Material to process:
━━━━━━━━━━━━━━━━

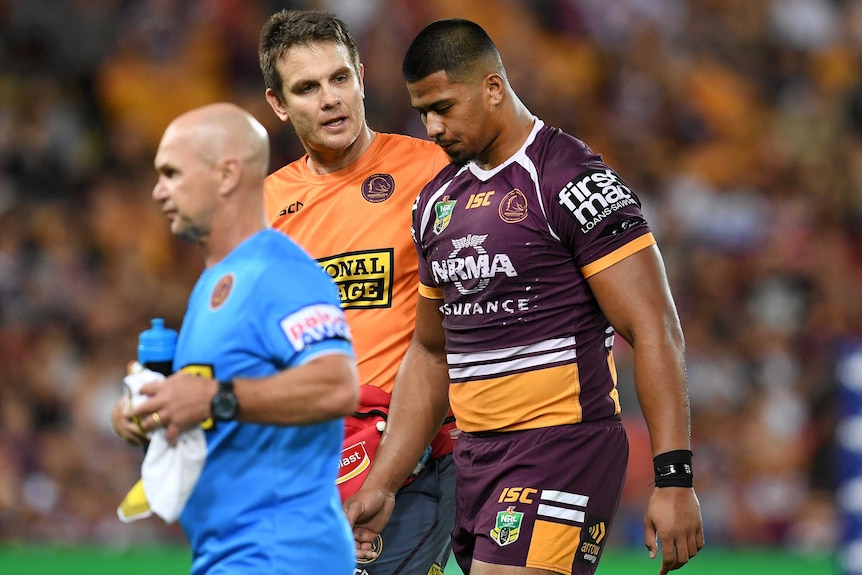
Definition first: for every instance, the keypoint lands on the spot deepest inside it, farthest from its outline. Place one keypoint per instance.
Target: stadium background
(738, 122)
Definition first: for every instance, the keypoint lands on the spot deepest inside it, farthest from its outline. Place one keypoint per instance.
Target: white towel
(168, 473)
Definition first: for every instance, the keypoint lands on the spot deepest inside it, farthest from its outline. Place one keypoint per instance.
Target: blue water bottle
(156, 347)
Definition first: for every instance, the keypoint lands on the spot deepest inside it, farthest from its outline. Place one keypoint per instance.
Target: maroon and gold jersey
(509, 252)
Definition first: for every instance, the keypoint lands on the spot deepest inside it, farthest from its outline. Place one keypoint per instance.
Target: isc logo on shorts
(313, 324)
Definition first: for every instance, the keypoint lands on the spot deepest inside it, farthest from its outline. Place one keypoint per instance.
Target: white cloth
(168, 473)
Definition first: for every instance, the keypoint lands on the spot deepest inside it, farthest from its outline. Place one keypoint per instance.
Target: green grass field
(175, 561)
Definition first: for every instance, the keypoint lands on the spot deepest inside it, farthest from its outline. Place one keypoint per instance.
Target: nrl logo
(508, 526)
(443, 213)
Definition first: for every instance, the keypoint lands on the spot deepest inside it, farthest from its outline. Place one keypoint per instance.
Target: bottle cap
(156, 344)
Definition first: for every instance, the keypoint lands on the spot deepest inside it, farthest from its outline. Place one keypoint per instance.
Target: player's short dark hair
(460, 48)
(290, 28)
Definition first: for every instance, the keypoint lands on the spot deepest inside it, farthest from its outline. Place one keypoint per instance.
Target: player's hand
(368, 510)
(179, 402)
(673, 518)
(125, 426)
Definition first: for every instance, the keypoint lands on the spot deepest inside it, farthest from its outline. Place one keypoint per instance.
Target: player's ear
(495, 88)
(276, 104)
(229, 174)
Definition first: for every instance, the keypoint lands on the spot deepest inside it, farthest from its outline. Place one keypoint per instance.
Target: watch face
(224, 405)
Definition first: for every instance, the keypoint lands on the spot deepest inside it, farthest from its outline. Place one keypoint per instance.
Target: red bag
(362, 433)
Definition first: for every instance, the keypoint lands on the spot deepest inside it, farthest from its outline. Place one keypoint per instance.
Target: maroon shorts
(541, 498)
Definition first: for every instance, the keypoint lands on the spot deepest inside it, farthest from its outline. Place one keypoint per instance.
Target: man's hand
(368, 511)
(673, 517)
(181, 401)
(125, 426)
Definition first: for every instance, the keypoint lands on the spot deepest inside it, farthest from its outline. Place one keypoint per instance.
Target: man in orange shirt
(348, 203)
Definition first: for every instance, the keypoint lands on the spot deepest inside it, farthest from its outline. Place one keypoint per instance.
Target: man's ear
(276, 105)
(495, 89)
(229, 175)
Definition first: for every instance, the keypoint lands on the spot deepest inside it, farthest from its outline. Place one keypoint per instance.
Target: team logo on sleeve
(220, 292)
(443, 213)
(594, 195)
(513, 207)
(508, 526)
(313, 324)
(378, 188)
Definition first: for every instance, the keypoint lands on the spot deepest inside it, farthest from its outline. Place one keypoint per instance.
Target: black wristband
(673, 469)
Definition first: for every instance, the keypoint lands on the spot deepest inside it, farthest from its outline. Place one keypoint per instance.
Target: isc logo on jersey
(594, 195)
(313, 324)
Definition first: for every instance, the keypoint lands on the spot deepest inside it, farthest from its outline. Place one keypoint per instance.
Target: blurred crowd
(738, 122)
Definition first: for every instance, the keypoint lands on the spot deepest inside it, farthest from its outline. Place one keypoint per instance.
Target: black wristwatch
(224, 405)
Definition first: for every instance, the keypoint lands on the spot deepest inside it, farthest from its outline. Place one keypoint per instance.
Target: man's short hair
(290, 28)
(460, 48)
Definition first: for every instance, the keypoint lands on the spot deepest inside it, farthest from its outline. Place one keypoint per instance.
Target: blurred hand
(673, 518)
(179, 402)
(125, 426)
(368, 511)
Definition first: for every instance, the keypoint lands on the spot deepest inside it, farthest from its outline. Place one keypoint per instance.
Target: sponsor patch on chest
(594, 195)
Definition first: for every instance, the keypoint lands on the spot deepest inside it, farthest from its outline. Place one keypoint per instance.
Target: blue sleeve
(303, 318)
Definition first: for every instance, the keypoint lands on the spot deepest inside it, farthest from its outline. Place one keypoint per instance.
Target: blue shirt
(266, 500)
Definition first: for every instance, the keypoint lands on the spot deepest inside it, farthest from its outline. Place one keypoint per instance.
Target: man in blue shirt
(264, 363)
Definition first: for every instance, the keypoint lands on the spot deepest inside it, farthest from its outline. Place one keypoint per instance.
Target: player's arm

━━━━━━━━━━━━━━━━

Stated problem:
Find each line of the rows above that contains the string "hand", with case significant, and copy those lines in full.

Result:
Target: player's hand
Target: man's hand
Target: blurred hand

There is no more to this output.